§ Set of tasks
(a) Please say whether each statement below agrees with the passage on Azerbaijani sovereignty, answering yes or no and quoting the exact words of the passage that settle it: (i) part of the left-wing spectrum follows the same policy as the circles described at its start; (ii) federalists and separatists take different paths before sovereignty is attained; (iii) cooperation with non-Azerbaijani forces can never lead to independence or federalism.
(b) Write the next part of the passage on Azerbaijani sovereignty, picking up after its last sentence.

:: Selected passage

These circles are not necessarily associated with pan-Iranian groups or Persian fascists seeking grandeur. Part of the left-wing spectrum, which pretends to be free of Iranism and nationalism and presents itself as federalist, also follows this same policy. The central strategy of both groups is to maintain the central system and its military apparatus of repression, while offering empty hopes of a voluntary division of central power through a legislative and parliamentary system. Among these, we should not overlook the role of those who, in theory, do not believe in the concept of national sovereignty in South Azerbaijan, but who present themselves as part of the Azerbaijani national movement under the mask of federalism, thereby stirring theoretical and practical confusion within the movement. Of course, to understand the nature of the ideas and actions of this latter group, there is no need to delve into their thoughts and programs. Their actions speak for themselves. These are individuals who see their friends and allies not within the ranks of Azerbaijani activists but among the adversaries and enemies of this nation, and conversely, they direct their attacks towards their own people. The main characteristic of this group is their cooperation and sometimes joint action with non-Azerbaijani forces whose core aim and program is to preserve the existing administrative and military system during the transition from the rule of the Supreme Leader to forms of governance such as reformism, left-wing ideologies, or Iranian national-religious movements.

9. In summary, the primary goal of both federalism and independence is the acquisition of national sovereignty, and for achieving this goal, breaking the central power is essential. Specifically, any movement in Iran that only aims to change the players on the scene while keeping the central repressive power intact cannot be considered as advancing the cause of national sovereignty for Azerbaijan and, consequently, stands against the wishes of both the federalists and the separatists. Since, until the attainment of sovereignty, the paths of federalists and separatists are the same, joint action of Azerbaijani forces is essential for success. Cooperation with non-Azerbaijani forces can only lead to independence or federalism if it is based on the defense of Azerbaijan's national principles and aimed at facilitating the fundamental dissolution of the existing system and eliminating the central military and administrative powers. Joining forces with movements that claim to be national but are, in fact, representatives of the current dominating system—unless these efforts are part of a regional movement based on equal rights and with a transparent, guaranteed program to dismantle the centralized military and administrative power—will, in practice, act contrary to the national interests of Azerbaijan.

::::
:: Information provided

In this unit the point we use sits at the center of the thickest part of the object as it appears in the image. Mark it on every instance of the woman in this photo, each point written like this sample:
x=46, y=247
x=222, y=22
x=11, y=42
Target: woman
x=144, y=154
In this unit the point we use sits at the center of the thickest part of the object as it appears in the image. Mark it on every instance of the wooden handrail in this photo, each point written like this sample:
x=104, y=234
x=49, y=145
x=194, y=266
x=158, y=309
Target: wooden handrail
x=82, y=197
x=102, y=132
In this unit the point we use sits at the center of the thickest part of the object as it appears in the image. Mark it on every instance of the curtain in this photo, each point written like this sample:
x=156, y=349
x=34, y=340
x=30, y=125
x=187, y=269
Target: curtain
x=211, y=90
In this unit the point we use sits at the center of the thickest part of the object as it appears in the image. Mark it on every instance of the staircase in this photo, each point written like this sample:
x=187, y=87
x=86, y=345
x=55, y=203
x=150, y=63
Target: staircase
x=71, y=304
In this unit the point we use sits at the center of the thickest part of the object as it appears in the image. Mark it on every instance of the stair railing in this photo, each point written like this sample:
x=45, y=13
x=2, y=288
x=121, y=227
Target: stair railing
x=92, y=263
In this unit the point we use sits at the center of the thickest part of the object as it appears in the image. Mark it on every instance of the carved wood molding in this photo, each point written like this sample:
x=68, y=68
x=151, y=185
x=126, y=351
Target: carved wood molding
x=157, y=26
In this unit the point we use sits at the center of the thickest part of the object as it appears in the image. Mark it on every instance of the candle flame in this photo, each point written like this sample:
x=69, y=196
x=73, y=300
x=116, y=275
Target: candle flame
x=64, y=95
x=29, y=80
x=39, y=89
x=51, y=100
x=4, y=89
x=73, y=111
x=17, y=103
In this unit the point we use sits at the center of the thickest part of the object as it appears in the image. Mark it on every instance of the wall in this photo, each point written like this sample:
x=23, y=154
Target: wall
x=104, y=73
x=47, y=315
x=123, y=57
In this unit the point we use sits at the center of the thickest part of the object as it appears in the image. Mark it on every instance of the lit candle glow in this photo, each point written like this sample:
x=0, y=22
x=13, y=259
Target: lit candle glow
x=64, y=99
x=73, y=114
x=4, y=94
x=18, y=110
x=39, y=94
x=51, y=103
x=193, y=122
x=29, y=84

::::
:: Information provided

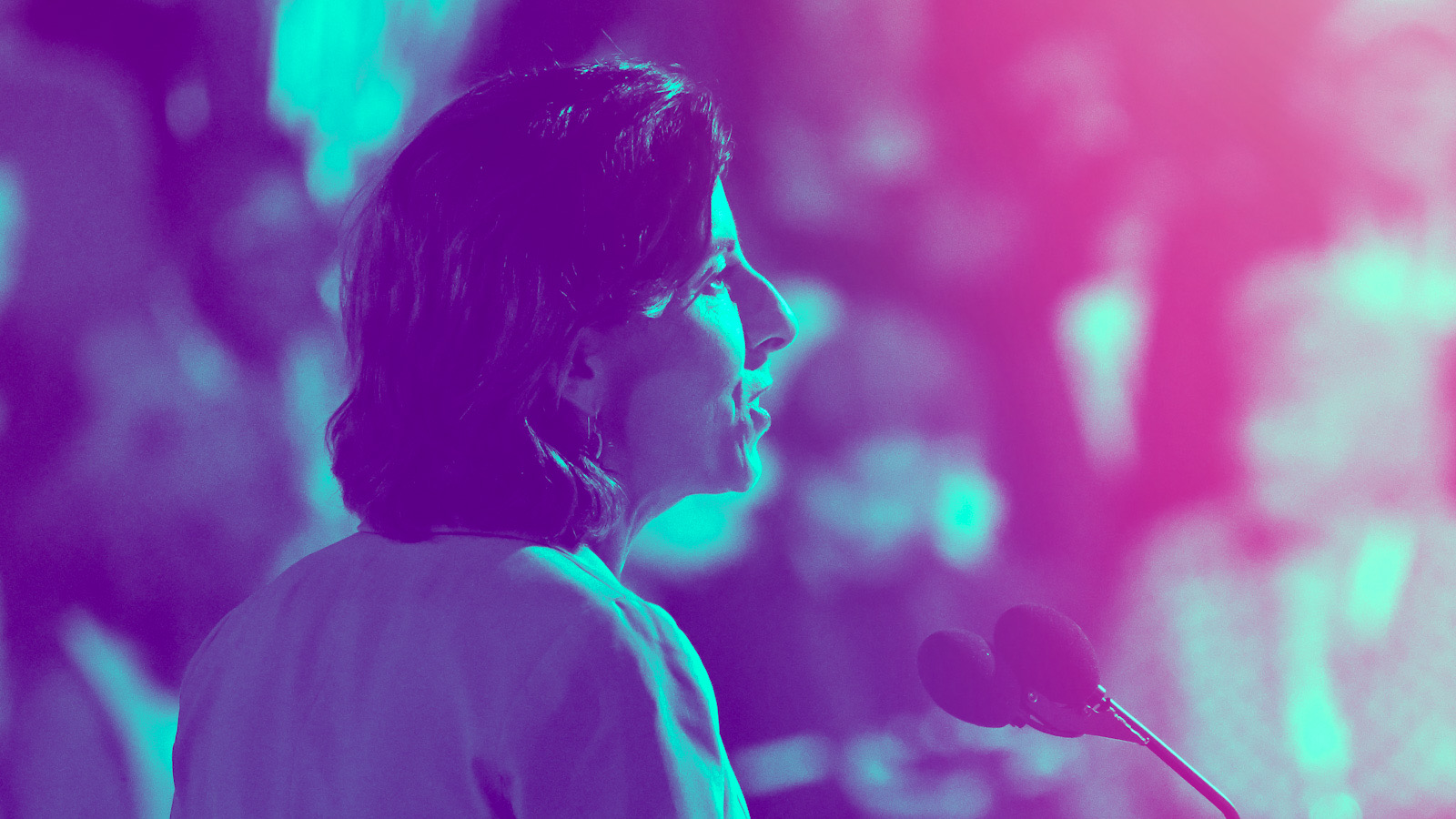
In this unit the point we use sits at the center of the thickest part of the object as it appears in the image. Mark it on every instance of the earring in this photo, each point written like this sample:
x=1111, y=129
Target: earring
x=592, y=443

::::
:: Information provided

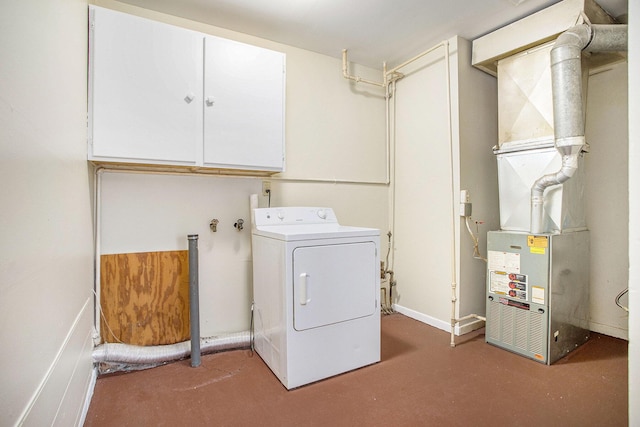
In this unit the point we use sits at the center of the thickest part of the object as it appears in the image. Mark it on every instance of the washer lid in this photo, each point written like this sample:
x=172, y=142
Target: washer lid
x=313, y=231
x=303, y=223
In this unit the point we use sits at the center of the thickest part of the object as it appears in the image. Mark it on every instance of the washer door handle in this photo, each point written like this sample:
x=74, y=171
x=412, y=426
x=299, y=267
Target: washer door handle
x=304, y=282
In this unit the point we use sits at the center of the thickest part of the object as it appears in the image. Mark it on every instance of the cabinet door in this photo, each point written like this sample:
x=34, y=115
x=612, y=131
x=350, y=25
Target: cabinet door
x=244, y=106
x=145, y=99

::::

§ Written responses
(a)
(i) Yes: "Part of the left-wing spectrum, which pretends to be free of Iranism and nationalism and presents itself as federalist, also follows this same policy."
(ii) No: "until the attainment of sovereignty, the paths of federalists and separatists are the same"
(iii) No: "Cooperation with non-Azerbaijani forces can only lead to independence or federalism if it is based on the defense of Azerbaijan's national principles and aimed at facilitating the fundamental dissolution of the existing system and eliminating the central military and administrative powers."

(b)
10. It is crucial to repeatedly emphasize this point, especially for those who naively expect that the totalitarian system under the influence of the destructive ideology of pan-Iranianism, with all its sycophants and blind followers, will dissolve itself through democratic means. They must realize that as long as the centralized government with its repressive machine is ready to act, any talk of achieving federalism will seem like a joke. Therefore, it is vital to stress the necessity of understanding the tactics of this phase of the struggle, especially the need for unity among all national activists, so that the limited and valuable energy of Azerbaijani activists is not wasted on self-destructive actions and unethical behavior. The final point is significant, as Mr. Aslani said: “Given that the active opponents of Azerbaijani political activists in Iranian society are not limited to the central government, and other groups in the opposition to the government, who exploit the lack of the aforementioned factors, try to gain the political trust of Azerbaijanis, negligence and lack of commitment from the activists of the national movement could benefit political opposition groups, which, in many cases, are aligned with the government and oppose the national movement of Azerbaijan.”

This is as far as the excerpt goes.